▸ PROMPT
Only a number is expected: how many lines in the entries that follow contain the word "roof"?

[[ DATA FOR PROCESSING, beginning ]]

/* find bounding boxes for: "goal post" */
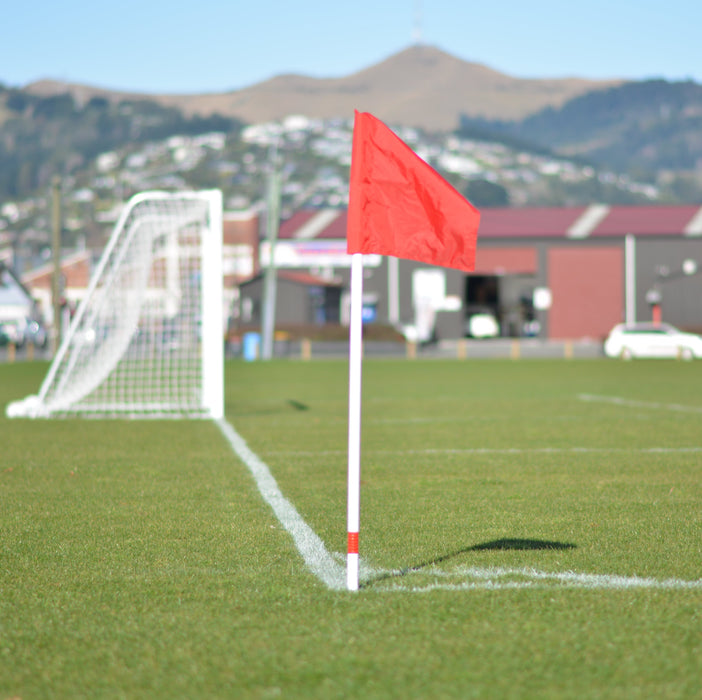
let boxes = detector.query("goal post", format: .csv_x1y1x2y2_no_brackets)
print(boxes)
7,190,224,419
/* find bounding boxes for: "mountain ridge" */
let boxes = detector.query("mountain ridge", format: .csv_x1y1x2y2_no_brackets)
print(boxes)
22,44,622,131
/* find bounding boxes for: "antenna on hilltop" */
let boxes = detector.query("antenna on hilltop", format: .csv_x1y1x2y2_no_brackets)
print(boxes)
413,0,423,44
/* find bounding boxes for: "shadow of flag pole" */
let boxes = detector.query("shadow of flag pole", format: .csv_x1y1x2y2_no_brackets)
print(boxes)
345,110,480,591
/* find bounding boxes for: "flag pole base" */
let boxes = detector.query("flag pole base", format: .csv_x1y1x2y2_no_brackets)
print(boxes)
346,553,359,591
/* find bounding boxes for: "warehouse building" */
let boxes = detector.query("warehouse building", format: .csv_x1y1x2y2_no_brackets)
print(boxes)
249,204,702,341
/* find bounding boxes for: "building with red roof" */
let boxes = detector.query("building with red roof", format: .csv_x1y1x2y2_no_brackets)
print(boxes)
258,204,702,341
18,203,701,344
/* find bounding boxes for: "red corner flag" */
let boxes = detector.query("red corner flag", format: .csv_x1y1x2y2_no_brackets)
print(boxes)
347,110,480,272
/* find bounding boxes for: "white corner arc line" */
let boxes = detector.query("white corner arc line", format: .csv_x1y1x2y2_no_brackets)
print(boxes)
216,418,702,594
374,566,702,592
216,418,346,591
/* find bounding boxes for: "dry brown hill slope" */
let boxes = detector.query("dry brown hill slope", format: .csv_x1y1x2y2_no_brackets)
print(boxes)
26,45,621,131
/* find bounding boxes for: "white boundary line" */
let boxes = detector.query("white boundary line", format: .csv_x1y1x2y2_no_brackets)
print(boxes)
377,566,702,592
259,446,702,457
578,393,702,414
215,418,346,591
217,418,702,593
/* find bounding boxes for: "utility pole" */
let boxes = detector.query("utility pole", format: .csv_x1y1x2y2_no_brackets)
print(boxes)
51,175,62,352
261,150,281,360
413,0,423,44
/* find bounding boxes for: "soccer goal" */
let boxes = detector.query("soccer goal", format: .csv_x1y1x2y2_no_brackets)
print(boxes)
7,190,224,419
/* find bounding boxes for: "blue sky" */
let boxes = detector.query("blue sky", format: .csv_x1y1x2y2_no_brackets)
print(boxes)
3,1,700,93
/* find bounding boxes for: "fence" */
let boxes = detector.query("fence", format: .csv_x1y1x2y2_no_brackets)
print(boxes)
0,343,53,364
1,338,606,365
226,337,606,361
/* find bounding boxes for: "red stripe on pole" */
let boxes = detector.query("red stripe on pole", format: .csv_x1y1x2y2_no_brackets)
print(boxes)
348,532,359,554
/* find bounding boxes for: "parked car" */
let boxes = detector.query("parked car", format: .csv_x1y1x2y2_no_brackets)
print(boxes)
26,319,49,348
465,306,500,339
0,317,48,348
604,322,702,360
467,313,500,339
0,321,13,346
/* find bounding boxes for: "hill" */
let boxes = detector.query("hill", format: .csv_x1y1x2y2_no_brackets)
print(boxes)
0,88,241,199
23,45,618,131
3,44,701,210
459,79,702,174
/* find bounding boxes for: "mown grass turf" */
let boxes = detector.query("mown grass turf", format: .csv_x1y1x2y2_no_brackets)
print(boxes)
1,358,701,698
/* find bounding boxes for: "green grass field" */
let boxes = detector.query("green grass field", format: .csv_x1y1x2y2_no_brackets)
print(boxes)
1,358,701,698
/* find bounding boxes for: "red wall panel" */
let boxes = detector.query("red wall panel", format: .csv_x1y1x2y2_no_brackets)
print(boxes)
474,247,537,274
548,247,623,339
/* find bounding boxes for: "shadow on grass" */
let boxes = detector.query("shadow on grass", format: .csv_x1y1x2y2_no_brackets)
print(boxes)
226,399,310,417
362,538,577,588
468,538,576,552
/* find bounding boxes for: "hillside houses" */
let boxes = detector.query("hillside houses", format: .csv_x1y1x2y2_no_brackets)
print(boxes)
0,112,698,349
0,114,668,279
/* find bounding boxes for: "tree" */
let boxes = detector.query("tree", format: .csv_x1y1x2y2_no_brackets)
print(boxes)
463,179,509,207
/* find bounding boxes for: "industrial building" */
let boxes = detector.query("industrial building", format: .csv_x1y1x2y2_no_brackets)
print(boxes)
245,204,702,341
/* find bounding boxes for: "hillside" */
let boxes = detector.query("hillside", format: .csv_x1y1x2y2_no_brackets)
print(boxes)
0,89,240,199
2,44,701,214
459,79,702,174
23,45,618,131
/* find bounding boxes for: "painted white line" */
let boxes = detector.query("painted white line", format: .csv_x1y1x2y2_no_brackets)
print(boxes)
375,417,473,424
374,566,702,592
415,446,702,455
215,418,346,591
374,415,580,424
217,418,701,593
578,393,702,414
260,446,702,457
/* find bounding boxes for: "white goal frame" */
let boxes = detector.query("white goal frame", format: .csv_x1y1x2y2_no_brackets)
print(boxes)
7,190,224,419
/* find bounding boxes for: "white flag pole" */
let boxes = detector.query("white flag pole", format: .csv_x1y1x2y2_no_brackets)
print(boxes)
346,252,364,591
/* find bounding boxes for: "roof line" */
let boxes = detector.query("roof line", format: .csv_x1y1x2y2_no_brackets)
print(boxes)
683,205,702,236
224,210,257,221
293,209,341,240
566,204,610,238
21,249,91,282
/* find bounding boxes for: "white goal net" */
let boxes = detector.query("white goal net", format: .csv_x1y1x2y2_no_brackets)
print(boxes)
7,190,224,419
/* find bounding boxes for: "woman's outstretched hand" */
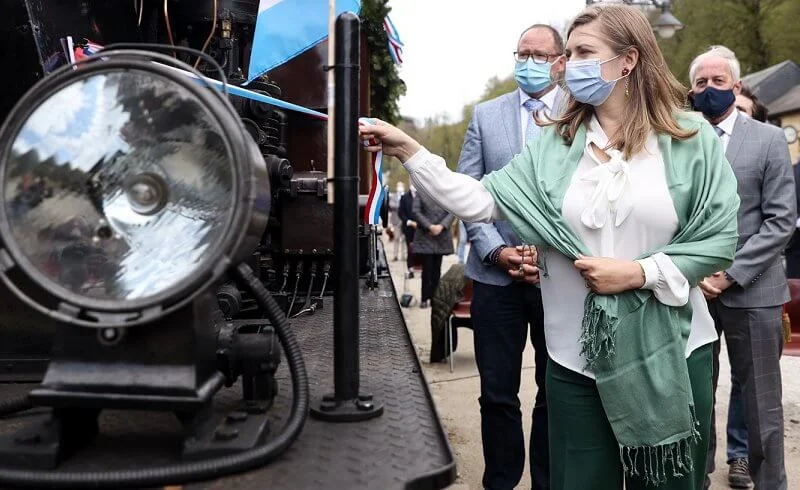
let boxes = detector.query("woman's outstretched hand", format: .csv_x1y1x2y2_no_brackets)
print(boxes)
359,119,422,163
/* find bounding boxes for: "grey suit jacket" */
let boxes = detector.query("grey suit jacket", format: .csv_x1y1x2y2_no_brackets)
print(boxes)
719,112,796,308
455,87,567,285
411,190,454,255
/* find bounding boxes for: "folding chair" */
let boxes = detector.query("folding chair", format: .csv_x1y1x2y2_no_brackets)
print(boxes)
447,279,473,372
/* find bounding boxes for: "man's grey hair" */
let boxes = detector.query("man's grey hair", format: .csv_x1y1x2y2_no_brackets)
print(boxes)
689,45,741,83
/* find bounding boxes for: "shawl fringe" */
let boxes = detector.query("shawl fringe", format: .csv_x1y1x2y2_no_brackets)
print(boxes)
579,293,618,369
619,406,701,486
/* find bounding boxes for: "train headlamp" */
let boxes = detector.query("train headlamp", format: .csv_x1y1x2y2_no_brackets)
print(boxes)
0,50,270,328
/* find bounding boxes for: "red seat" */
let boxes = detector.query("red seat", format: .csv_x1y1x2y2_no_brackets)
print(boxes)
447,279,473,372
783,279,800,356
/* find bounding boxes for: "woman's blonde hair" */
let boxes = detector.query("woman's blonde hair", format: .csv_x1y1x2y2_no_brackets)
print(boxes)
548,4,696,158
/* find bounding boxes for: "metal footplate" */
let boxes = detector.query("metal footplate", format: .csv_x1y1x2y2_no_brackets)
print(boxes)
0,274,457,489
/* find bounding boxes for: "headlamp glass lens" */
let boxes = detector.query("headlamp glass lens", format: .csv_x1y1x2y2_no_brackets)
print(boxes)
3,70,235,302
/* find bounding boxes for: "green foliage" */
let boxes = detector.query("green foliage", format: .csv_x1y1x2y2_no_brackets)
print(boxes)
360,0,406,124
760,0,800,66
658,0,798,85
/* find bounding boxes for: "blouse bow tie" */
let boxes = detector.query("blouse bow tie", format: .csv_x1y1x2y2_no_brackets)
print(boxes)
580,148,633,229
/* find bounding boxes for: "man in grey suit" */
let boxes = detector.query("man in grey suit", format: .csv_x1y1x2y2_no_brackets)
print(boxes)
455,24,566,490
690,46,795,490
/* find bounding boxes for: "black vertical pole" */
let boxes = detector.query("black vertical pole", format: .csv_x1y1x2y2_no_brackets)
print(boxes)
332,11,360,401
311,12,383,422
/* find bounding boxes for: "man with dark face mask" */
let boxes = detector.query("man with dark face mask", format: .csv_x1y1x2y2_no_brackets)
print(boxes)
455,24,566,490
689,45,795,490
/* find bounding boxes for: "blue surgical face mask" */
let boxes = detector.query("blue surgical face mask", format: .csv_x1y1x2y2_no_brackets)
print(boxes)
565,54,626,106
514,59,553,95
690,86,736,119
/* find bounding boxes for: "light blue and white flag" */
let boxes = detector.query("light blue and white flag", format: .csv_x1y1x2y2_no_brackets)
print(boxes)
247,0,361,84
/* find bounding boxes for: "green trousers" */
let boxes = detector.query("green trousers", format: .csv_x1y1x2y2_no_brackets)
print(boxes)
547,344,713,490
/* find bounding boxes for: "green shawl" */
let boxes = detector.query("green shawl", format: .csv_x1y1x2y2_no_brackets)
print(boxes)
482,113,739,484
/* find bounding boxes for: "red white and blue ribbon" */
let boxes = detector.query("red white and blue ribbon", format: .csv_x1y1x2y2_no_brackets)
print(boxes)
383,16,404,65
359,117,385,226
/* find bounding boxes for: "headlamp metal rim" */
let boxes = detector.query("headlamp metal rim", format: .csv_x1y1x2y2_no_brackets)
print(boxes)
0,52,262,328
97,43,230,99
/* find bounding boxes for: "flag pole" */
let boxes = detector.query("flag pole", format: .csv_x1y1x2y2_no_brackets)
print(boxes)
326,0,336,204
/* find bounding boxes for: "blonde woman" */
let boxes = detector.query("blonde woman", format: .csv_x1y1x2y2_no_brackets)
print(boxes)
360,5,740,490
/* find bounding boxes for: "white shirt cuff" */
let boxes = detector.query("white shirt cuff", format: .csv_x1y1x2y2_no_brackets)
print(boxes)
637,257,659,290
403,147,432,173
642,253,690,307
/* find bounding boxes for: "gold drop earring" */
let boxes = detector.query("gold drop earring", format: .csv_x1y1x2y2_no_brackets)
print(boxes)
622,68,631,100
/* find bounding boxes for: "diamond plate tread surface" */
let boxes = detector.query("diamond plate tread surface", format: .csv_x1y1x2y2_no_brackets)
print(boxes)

[[ DATA FOR PROCESSING, end ]]

▸ ANSWER TO THE EXERCISE
4